Count the lines in the rows below that contain the string "green", treating uppercase and lowercase as different. Reply with only the number.

(Excerpt from a dataset)
☆ ☆ ☆ ☆

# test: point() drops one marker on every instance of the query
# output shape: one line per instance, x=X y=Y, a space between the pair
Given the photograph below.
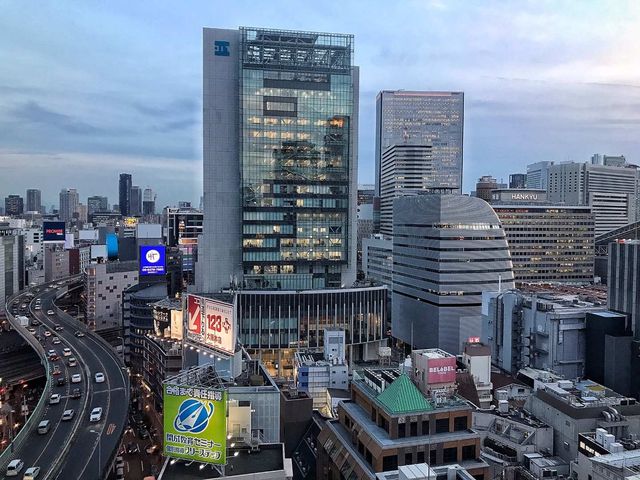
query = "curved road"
x=77 y=448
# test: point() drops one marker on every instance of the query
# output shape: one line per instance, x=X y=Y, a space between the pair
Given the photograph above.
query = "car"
x=96 y=414
x=31 y=473
x=14 y=467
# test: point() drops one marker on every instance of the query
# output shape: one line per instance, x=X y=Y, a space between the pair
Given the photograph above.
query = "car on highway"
x=96 y=414
x=14 y=467
x=31 y=473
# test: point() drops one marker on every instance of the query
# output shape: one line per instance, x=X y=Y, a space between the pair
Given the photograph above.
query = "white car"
x=96 y=414
x=14 y=467
x=31 y=473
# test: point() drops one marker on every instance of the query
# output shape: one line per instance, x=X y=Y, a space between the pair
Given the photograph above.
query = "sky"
x=91 y=89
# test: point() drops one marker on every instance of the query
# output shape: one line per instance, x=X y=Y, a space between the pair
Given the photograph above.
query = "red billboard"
x=442 y=370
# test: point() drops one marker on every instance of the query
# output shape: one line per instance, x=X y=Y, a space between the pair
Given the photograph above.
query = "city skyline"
x=550 y=75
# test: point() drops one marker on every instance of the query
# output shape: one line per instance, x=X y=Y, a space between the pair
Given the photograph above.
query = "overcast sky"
x=91 y=89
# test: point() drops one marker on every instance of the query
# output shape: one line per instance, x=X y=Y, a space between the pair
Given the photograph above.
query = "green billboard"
x=195 y=423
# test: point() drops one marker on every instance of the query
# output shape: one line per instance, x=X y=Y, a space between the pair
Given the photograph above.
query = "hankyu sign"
x=195 y=423
x=152 y=260
x=442 y=370
x=211 y=323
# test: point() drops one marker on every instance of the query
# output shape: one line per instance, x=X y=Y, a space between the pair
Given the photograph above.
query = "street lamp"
x=99 y=456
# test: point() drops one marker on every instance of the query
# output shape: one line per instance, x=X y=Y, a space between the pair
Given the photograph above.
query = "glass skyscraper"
x=280 y=121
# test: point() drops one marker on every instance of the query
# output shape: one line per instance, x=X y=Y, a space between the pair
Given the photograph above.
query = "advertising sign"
x=53 y=232
x=195 y=423
x=442 y=370
x=211 y=323
x=152 y=259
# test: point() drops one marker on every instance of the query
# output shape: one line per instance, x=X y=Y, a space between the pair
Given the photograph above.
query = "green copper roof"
x=402 y=396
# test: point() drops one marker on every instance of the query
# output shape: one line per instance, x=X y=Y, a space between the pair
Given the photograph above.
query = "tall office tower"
x=13 y=205
x=518 y=180
x=447 y=250
x=69 y=200
x=148 y=202
x=97 y=203
x=548 y=242
x=538 y=175
x=124 y=194
x=484 y=186
x=135 y=207
x=34 y=202
x=280 y=160
x=611 y=190
x=432 y=120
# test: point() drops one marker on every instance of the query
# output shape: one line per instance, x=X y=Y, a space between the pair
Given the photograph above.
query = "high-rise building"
x=148 y=202
x=13 y=205
x=281 y=121
x=69 y=200
x=447 y=250
x=548 y=242
x=124 y=194
x=34 y=202
x=518 y=180
x=432 y=121
x=97 y=203
x=136 y=201
x=611 y=190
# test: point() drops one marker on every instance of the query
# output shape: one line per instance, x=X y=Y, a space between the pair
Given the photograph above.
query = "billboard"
x=195 y=423
x=152 y=260
x=211 y=323
x=442 y=370
x=53 y=232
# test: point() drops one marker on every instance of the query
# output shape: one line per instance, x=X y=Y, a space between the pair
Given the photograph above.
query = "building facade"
x=280 y=160
x=447 y=250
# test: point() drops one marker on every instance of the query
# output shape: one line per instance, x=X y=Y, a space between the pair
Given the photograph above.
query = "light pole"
x=99 y=456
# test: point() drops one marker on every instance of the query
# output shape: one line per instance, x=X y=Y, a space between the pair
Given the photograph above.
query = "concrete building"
x=13 y=205
x=286 y=132
x=548 y=242
x=389 y=423
x=447 y=250
x=34 y=200
x=104 y=286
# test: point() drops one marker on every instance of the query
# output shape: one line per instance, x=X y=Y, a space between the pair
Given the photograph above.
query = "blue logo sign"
x=221 y=48
x=152 y=260
x=193 y=416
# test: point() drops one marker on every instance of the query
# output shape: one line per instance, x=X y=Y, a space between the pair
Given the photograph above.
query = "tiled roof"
x=402 y=396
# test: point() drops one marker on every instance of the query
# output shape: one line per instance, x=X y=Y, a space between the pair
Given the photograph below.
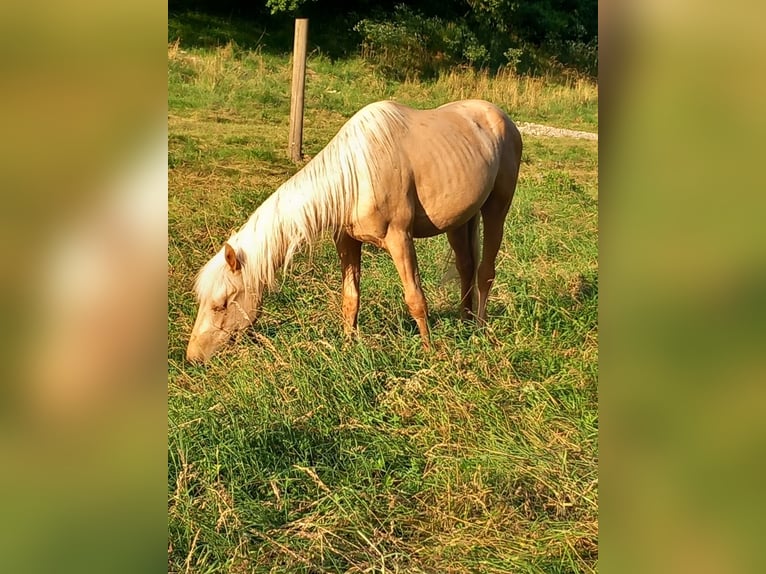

☆ ☆ ☆ ☆

◆ RESULT OF THIS TASK: 2